THE REQUEST: Please repeat, without changes, everything in the records from the line that contains "point_to(query) returns, for every instance of the white window" down to the line that contains "pixel 4 361", including both of those lines.

Location identification items:
* * *

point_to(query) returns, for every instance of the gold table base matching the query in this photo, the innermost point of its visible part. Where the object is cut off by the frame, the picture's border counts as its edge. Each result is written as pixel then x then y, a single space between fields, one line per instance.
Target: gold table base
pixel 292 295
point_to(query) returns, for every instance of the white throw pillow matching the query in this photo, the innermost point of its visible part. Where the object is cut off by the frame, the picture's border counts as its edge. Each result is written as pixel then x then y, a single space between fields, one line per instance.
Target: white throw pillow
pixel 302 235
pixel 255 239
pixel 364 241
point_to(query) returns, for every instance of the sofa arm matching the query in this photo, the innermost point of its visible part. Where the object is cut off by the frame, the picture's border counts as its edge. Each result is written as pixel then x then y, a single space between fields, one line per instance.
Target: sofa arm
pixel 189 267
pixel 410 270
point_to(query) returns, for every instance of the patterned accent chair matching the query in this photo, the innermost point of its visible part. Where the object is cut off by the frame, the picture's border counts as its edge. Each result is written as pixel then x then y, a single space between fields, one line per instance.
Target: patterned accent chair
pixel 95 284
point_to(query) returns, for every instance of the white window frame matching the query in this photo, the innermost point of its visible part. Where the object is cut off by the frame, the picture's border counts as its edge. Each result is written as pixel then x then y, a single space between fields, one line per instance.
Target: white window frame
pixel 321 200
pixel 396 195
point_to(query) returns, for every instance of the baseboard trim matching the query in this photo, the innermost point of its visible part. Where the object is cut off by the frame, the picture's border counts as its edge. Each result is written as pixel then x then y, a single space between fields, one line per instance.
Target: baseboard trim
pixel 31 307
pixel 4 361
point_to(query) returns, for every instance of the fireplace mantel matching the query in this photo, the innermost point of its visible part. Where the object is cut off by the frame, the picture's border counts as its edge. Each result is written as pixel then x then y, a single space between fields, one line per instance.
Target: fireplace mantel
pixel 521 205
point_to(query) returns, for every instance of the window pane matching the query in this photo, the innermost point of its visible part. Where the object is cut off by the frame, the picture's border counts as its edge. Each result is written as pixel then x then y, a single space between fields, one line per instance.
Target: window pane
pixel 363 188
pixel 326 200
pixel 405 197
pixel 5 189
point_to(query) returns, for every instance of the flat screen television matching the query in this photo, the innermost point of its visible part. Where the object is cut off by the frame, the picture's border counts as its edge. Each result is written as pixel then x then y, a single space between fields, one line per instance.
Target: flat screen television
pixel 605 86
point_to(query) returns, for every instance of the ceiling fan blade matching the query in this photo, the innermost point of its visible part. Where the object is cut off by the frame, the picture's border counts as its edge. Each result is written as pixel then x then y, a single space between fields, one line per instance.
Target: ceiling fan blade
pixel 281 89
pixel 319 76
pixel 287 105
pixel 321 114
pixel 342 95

* * *

EXERCISE ANSWER:
point_to(query) returns, for every instance of the white window frame matching the query in this photo, the innermost point of its visible part. Where the object is cut off by the frame, the picture's border counts as its edge. Each result is written as pixel then x then y, a single space between fields, one line per instance.
Target: white window frame
pixel 321 200
pixel 396 195
point_to(query) returns, for every instance of the baseboard trim matching the query in this photo, the innermost point of its visible part. Where the object is cut off by the frame, the picture's border counts as its edge. Each result is written as pixel then x then y, a single space between fields, one line per instance.
Target: baseboard trim
pixel 31 307
pixel 4 361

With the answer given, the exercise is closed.